Text extract:

···

From Mowla et al. 2024

Despite the JWST’s power, this distant, ancient galaxy is only visible through the gravitational lensing of a massive cluster of foreground galaxies. The lensing makes the Firefly Sparkle appear as an arc. Two other galaxies are also in the vicinity, called Firefly BF (Best Friend) and Firefly NBF (New Best Friend.)

This image shows the Firefly Sparkle galaxy and its two neighbours, BF and NBF. The Firefly Sparkle’s mass is concentrated in 10 clusters that contain up to 57% of its entire mass. Image Credit: Mowla et al. 2024.

“The Firefly Sparkle exhibits the hallmarks expected of a future Milky Way-type galaxy captured during its
earliest and most gas-rich stage of formation,” the authors write. The young galaxy’s mass is concentrated in 10 clusters, which range from about 200,000 solar masses to 630,000 solar masses. According to the authors, these clusters “straddle the boundary between low-mass galaxies and high-mass globular clusters.”

These clusters are significant because they’re clues to how the galaxy is growing. The researchers were able to gauge the ages of the clusters and their star formation histories. They found that they experienced a burst of star formation at around the same time. “The cluster ages suggest that they are gravitationally bound with star formation histories showing a recent starburst possibly triggered by the interaction with a companion galaxy at the same redshift at a projected distance of ~2 kpc away from the Firefly Sparkle.”

···

Data entries
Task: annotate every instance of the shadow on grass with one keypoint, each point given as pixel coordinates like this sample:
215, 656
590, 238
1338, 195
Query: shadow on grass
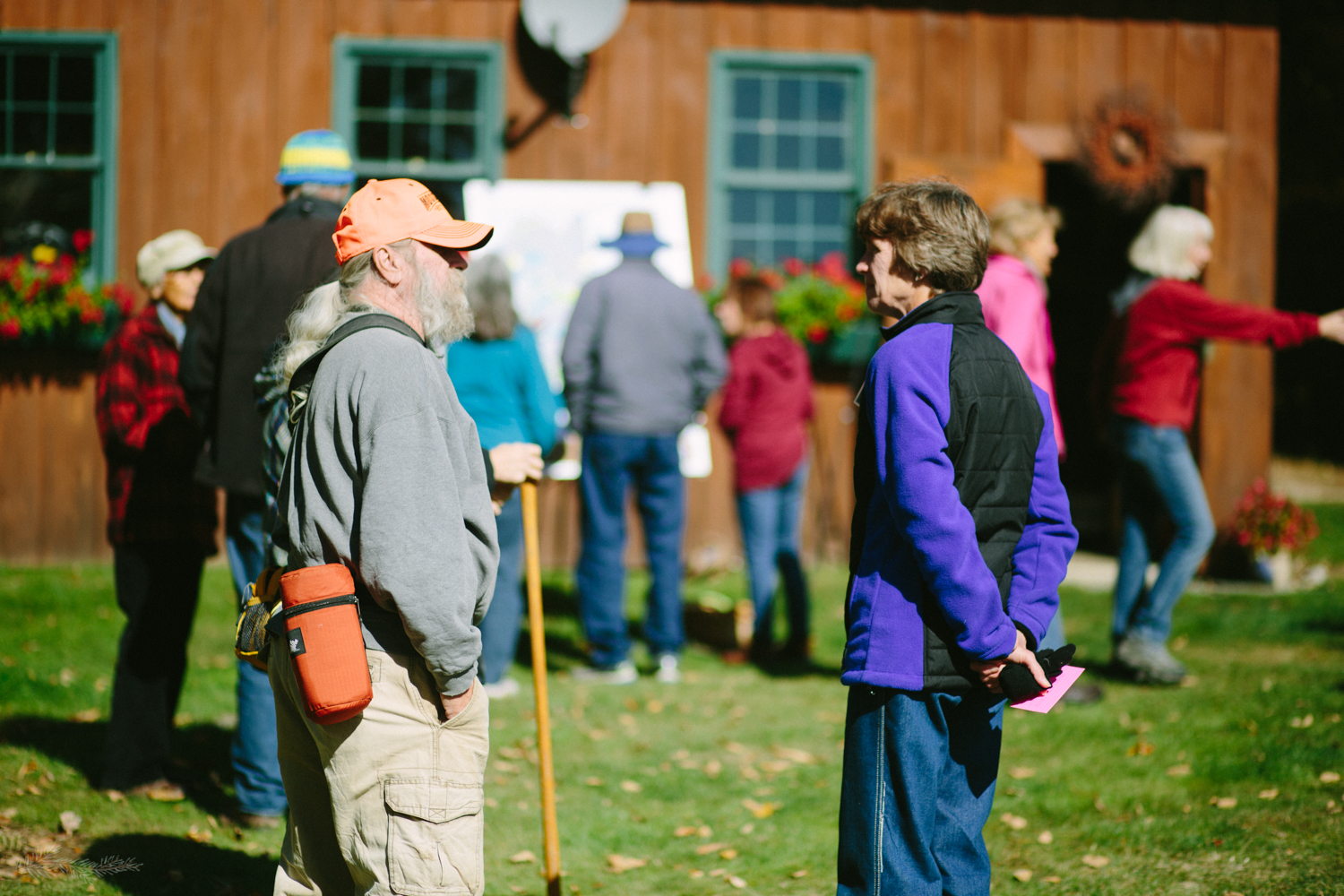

···

Work instructions:
1. In the text about the Firefly Sparkle galaxy, what makes the galaxy appear as an arc?
2. Go on with the text about the Firefly Sparkle galaxy, picking up right after its final sentence.

Final answers:
1. Gravitational lensing by a massive cluster of foreground galaxies makes it appear as an arc.

2.
There are two candidates for the interacting galaxy: Firefly Best Friend (BF) and Firefly New Best Friend (NBF). But NBF is about 13 kpcs away, while BF is about two kpcs away, making BF the likely interactor. “Faint low-surface brightness features are visible at the corners of the arc close to the neighbour, hinting at a possible interaction between the two galaxies <FS and BF> which may have triggered a burst of star formation in both of them,” explain the researchers.

This figure from the study illustrates the star formation histories of each cluster, as well as each galaxy. In the top right, “The Firefly Sparkle and FF-BF both show a recent burst of star formation in the last ~ 50 Myr indicative of recent interactions,” the authors explain. Image Credit: Mowla et al. 2024.

The researchers paid special attention to the central cluster. They found that the temperature is extremely high at about 40,000 Kelvin (40,000 C; 72,000 F.) It also has a top-heavy initial mass function, a signal that it formed in a very metal-poor environment. These observations and other evidence show that Firefly Sparkle is very likely a progenitor of galaxies like ours. For these reasons, “… the Firefly Sparkle provides an unprecedented case study of a Milky Way-like galaxy in the earliest stages of its assembly in
only a 600 million-year-old Universe,” the authors write.

Fortunately, the researchers behind these results have a powerful supercomputer simulation to compare observations with. It’s called Illustris TNG. It’s a massive cosmological magnetohydrodynamical simulation based on a comprehensive physical model of the Universe. Illustris TNG has made three runs, called TNG50, TNG 100, and TNG 300. The researchers compared their results with TNG 50.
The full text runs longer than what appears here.